-- Start --

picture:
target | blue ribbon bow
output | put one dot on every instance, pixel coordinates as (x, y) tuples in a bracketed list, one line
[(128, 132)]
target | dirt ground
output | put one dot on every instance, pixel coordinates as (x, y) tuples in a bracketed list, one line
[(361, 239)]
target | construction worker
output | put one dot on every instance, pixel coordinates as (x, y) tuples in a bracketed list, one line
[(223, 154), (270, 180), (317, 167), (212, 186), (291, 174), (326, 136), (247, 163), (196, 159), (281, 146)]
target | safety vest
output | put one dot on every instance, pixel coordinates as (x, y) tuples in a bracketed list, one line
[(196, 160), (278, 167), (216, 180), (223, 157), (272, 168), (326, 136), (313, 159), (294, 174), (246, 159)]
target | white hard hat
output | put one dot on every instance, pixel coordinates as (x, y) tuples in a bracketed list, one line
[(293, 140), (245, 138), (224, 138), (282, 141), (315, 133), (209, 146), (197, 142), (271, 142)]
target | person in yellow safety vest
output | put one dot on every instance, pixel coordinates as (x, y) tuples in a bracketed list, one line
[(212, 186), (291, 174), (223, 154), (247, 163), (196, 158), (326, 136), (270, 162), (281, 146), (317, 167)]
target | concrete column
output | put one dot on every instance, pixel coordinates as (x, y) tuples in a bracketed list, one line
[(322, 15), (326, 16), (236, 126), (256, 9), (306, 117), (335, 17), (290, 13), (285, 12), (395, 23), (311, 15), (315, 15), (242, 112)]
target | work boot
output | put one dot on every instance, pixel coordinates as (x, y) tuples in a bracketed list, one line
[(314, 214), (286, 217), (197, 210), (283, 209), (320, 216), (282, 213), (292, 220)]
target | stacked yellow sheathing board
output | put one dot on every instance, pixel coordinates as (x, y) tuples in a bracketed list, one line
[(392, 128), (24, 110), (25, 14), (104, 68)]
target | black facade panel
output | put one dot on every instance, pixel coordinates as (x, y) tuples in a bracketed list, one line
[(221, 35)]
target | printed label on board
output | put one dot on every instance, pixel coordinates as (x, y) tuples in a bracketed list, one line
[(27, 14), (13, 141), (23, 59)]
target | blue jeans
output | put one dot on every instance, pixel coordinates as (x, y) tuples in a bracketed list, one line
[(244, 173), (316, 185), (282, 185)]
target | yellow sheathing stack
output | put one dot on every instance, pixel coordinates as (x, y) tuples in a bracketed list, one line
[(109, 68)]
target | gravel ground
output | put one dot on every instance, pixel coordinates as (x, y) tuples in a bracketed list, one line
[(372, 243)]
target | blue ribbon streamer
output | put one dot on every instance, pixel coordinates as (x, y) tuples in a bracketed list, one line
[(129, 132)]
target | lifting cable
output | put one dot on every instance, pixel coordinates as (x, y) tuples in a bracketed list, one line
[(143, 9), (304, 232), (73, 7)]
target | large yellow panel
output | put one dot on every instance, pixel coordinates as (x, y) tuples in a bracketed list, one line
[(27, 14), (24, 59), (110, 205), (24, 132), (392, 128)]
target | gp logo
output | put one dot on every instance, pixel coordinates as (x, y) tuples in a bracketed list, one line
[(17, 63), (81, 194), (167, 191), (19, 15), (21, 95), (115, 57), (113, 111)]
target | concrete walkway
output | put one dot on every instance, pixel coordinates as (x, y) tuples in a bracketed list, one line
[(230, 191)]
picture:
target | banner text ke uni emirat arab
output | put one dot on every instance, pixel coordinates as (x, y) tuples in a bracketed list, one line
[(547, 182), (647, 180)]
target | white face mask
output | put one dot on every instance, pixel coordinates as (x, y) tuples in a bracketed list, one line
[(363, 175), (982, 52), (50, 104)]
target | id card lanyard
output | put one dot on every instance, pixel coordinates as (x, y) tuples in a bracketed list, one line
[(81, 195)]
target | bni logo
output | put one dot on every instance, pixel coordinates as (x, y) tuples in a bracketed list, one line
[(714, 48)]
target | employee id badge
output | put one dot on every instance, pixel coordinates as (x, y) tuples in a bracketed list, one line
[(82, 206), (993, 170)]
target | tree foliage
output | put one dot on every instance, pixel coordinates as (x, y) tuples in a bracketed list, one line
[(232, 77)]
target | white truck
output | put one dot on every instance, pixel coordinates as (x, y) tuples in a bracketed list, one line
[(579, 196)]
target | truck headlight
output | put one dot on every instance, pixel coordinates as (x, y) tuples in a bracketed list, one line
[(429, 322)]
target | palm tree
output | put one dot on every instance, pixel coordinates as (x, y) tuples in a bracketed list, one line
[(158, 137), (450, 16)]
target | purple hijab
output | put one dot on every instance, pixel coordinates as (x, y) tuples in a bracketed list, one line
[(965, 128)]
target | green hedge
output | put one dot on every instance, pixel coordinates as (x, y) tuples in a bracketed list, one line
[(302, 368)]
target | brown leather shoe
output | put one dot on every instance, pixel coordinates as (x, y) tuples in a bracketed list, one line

-- End --

Repeat each of the entries above precisely as given.

picture:
target | blue ribbon bow
output | put one dot on every instance, pixel coordinates as (x, y) tuples in a bracketed list, one line
[(128, 132)]
target | dirt ground
output | put one dot on every instance, pixel coordinates as (x, y) tuples in a bracketed list, one line
[(361, 239)]
target | construction worker
output | put one dot on every instance, pixel coordinates as (x, y) tuples in a bracketed list, one line
[(223, 154), (270, 180), (317, 167), (212, 186), (291, 174), (326, 136), (247, 163), (196, 159), (281, 146)]
target | safety vest
output | put one dot on every instance, pixel coordinates as (x, y) tuples in a bracketed list, one line
[(196, 160), (278, 167), (216, 180), (223, 157), (272, 168), (326, 136), (313, 159), (294, 174), (246, 159)]
target | white hard hat
output | put one dot on every instance, pixel coordinates as (x, y) tuples in a bracketed list, one line
[(293, 140), (245, 138), (224, 138), (282, 141), (315, 133), (209, 146), (197, 142), (271, 142)]
target | person in yellow safety vest
output | put one dot on every instance, pixel coordinates as (x, y) tuples in a bracketed list, one line
[(212, 186), (291, 174), (223, 154), (247, 163), (196, 158), (326, 136), (270, 162), (281, 146), (317, 167)]
target | concrete column
output | put one dot on every instance, pixel coordinates as (x, y) tuples in a bracketed list, one line
[(322, 15), (326, 16), (236, 126), (256, 9), (306, 117), (335, 17), (290, 13), (285, 12), (395, 23), (311, 15), (315, 15), (242, 112)]
target | work boot
output | put one dot on every instance, pixel coordinates as (x, y) tuples in a bracketed list, one line
[(314, 214), (286, 217), (197, 210), (283, 209), (320, 216), (282, 213), (292, 220)]
target | stacked yellow sheathing board
output | put one dot on every instance, pixel coordinates as (x, y) tuples in a bracketed list, one line
[(392, 128), (24, 110), (25, 14), (104, 68)]
target | black facade panel
output | put one dot on every instance, pixel coordinates as (x, y) tuples in a bracketed list, one line
[(221, 35)]
target | printed label on board
output | put one dot on every instance, pixel coordinates as (x, y) tuples in a bracketed list, one line
[(27, 14), (13, 141), (23, 59)]
target | blue jeans
output | put one dot on every instance, pixel coordinates as (x, y) tuples in a bracketed list, one line
[(244, 173), (316, 185), (282, 185)]
target | yellow sheathing stack
output | put one dot on every instance, pixel coordinates as (x, y) tuples in a bracketed list, one line
[(109, 68)]
target | gravel ground
output | put one dot on every instance, pixel coordinates as (x, y) tuples in a bracketed list, one line
[(372, 243)]
target | blue ribbon streamer
output | put one dot on every instance, pixel coordinates as (x, y) tuples in a bracketed list, one line
[(129, 132)]
target | lifting cable
output | put one dot on every instance, pixel coordinates as (x, y) tuples in a bracketed list, one line
[(143, 9), (304, 232), (73, 7)]
target | large yellow panel
output | put one dot on every instance, pixel coordinates as (x, y) tuples in a bracketed list, one line
[(27, 14), (24, 59), (110, 205), (24, 132), (392, 128)]
target | gp logo
output | put one dot on every instance, pixel coordinates as (x, y) tuples in a bracketed list, one line
[(17, 63), (81, 194), (167, 191), (19, 15), (21, 95), (115, 57), (113, 111)]
target | concrete walkway
output | put one dot on every instance, pixel coordinates as (x, y) tuples in a bracketed list, one line
[(230, 191)]
picture:
target | banner text ke uni emirat arab
output | put one dot on every instance, pixel coordinates as (x, y) tuples in a bracketed list, one line
[(547, 182), (647, 180)]
target | white face mask
output | put one dot on every instance, pixel coordinates as (x, y) tuples in a bracketed list, one line
[(363, 175), (982, 52), (50, 104)]
target | id card lanyard
output | put one dot on every instance, pixel coordinates as (x, y) tuples in a bracketed list, one line
[(81, 195)]
target | bni logo
output | put one dot on every instance, pixel coordinates as (x, y) tuples in a bracketed list, one line
[(714, 48)]
target | employee id badge
output | put one dot on every instance, pixel coordinates as (x, y) tuples in a bracketed list, one line
[(82, 206), (993, 170)]
target | tree foliage
output | put one dot on every instance, pixel coordinates as (x, y) tuples in a bracketed list, one line
[(232, 77)]
target | white truck
output | put one dot on every instance, pixel coordinates as (x, y) tuples in a bracketed list, one line
[(579, 196)]
target | truck headlight
output | put one dot on every instance, pixel coordinates as (x, y) tuples in a bracketed list, one line
[(429, 322)]
target | palm tree
output | put one dot on every instance, pixel coordinates as (x, y) tuples in a bracketed list, one line
[(158, 137), (450, 16)]
target | purple hijab
output | put one dot on every instance, pixel coordinates as (x, y) tuples in a bracketed list, one line
[(965, 128)]
target | green hedge
output | put one dot on every instance, pixel coordinates as (x, y) tuples in a bracketed list, one line
[(302, 368)]
target | brown leather shoe
output | put one dot on every instance, pixel coordinates as (x, y) tuples in a bracketed list, one line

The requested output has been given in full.